> [Page extract]
Data ETL Tool Ved Atal - 2024
Designed to pull XML logs from specified network (or local) directory. Can be slightly tweaked to work for different formats such as JSON, CSV, etc. In general the overarching strucutre stays the same but some changes need to be made:
- Specified network or local directory to pull data from
- Change format of saving data based on need
- Identify what fields/tags are being extracted and transformed in log files
- Configure Database schema and query schema
- Existing code is an example of all of these
Descripton of the different options:
- Pull data from network drive and save (dist\semiprocessed).
- This one will collect files from the network drive and parse them to their new formatting and then store them locally in the semiprocessed directory.
- Only files that have not previously been parsed and stored here are added when this option is run, so that we are not adding all files everytime, this would take too long.
- 1.1. There is a no-merge option if it is needed to re-add all files in directory which is listed under option 1.1.
- Useful if there might have been corruption with the semiprocessed folder, or a new format for the files is being used, so it is necessary to re-add them all.
- Insert data (dist\semiprocessed) into database (dist\database\Logs.db).
- This one will collect all the parsed files from the local semiprocessed drive and store them on a local SQLite database, Logs.db.
- Only files that have not previously been added will be added here to save time and also if we re-add files we would have duplicate data.
- 2.1. There is a refresh option if it is needed to re-add all files in the local directory to the database. This option wipes the database and readds everything.
- Useful if there might have been corruption with the Logs.db file, or a new format for the data being stored, so it is necessary to re-add them all.
- Execute SQL queries on database and save results to (dist\queries).
- This one will run the SQL queries in Queries.py and store the results from all the queries in the queries local folder.
- The general format for the results are "DateOfExecution_QueryType_TimePeriod.csv".
- This option has the selection of running the queries on 4 different time periods.

> [Data listing]
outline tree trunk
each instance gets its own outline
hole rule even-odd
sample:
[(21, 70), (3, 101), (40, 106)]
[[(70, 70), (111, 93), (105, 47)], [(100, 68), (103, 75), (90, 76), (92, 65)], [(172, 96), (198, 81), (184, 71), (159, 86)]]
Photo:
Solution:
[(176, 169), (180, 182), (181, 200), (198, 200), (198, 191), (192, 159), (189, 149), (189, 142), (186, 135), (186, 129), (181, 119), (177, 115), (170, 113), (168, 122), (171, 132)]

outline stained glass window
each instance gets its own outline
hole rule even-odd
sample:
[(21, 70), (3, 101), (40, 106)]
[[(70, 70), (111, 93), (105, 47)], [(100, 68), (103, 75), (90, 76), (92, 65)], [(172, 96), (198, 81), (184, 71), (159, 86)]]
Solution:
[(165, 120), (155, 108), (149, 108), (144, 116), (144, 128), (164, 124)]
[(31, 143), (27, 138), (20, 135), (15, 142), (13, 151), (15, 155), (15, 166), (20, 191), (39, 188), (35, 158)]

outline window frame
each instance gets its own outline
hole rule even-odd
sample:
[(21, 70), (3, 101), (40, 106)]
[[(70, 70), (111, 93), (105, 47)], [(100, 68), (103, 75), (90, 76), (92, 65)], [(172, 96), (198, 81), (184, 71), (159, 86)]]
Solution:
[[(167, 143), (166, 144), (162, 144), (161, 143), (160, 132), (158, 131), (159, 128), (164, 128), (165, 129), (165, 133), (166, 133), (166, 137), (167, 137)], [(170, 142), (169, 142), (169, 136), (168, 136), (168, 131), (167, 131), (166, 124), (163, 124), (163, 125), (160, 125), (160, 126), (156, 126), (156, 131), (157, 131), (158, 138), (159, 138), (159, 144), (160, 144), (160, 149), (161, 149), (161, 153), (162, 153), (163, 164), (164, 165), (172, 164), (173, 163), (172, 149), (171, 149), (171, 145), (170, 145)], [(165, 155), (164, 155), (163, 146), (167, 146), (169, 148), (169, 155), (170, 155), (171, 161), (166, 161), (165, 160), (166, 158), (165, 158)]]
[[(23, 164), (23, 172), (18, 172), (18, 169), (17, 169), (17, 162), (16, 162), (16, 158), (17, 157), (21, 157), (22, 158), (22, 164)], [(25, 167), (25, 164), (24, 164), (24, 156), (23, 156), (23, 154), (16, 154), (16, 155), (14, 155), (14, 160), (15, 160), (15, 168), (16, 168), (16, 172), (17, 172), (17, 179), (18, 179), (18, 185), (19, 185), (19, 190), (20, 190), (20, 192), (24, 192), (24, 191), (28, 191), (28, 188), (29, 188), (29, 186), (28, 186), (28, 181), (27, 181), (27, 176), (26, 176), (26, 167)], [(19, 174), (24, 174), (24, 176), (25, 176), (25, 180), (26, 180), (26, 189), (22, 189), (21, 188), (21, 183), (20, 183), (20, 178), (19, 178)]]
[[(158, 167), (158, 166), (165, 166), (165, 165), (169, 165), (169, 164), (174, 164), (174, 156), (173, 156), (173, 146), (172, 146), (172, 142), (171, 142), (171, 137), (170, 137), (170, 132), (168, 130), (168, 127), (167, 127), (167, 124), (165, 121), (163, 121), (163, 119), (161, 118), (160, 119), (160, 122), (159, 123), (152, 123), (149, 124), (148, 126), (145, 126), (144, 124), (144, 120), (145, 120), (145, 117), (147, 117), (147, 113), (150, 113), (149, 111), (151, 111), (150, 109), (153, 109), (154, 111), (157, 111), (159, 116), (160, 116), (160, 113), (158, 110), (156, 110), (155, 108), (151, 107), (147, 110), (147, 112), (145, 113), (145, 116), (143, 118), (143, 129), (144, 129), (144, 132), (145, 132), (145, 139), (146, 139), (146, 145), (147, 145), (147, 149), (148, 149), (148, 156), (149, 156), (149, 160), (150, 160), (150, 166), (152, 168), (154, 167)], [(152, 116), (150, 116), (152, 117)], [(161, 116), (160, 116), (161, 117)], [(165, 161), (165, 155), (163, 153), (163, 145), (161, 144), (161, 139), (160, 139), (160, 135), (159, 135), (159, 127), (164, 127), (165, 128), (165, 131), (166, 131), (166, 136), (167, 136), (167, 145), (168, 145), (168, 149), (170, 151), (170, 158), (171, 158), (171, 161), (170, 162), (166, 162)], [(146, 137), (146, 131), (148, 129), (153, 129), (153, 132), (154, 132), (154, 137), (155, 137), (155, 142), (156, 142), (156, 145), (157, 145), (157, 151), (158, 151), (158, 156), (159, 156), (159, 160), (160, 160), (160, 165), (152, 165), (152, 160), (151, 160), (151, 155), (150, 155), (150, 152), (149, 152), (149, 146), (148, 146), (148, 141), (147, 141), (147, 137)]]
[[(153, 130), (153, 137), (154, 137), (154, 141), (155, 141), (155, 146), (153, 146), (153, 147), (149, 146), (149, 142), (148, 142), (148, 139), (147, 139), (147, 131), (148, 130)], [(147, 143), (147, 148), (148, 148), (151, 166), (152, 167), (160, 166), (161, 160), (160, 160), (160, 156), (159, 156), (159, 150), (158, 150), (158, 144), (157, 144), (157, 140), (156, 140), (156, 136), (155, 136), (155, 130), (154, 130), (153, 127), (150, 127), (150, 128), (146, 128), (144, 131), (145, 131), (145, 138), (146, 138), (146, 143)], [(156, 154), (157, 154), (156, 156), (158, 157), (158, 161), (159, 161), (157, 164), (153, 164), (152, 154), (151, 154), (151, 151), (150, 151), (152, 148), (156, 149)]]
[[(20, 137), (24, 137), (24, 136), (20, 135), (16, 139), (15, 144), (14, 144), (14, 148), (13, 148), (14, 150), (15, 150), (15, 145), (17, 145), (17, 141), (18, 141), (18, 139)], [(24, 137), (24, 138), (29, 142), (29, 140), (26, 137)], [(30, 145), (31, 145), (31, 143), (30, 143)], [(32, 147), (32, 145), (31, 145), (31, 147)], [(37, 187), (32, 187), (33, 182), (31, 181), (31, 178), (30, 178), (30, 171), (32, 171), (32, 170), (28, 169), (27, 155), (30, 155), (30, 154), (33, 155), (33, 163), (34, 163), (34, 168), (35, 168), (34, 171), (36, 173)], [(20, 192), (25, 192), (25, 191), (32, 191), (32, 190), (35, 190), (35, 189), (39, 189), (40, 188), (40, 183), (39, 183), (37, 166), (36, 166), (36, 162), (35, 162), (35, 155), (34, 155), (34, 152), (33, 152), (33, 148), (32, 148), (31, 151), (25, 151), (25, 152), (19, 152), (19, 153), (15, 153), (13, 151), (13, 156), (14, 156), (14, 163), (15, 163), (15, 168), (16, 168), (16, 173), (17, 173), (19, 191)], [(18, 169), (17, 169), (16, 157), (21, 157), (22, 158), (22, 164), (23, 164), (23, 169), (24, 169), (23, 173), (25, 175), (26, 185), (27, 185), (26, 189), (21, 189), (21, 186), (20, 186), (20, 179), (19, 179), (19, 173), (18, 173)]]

> [Required work]
• A. From the ETL tool notes, transcribe the passage starting with "- 2.1. There" and going on through "different time periods.".
• B. Answer these questions using the ETL tool notes:
(i) What kind of logs is the tool designed to pull from the specified directory?
(ii) What is the name of the local SQLite database in which the parsed files are stored?
(iii) On how many different time periods can the queries be run?

> [Outputs in order]
• A.
- 2.1. There is a refresh option if it is needed to re-add all files in the local directory to the database. This option wipes the database and readds everything.
- Useful if there might have been corruption with the Logs.db file, or a new format for the data being stored, so it is necessary to re-add them all.
- Execute SQL queries on database and save results to (dist\queries).
- This one will run the SQL queries in Queries.py and store the results from all the queries in the queries local folder.
- The general format for the results are "DateOfExecution_QueryType_TimePeriod.csv".
- This option has the selection of running the queries on 4 different time periods.

• B.
(i) XML logs
(ii) Logs.db
(iii) 4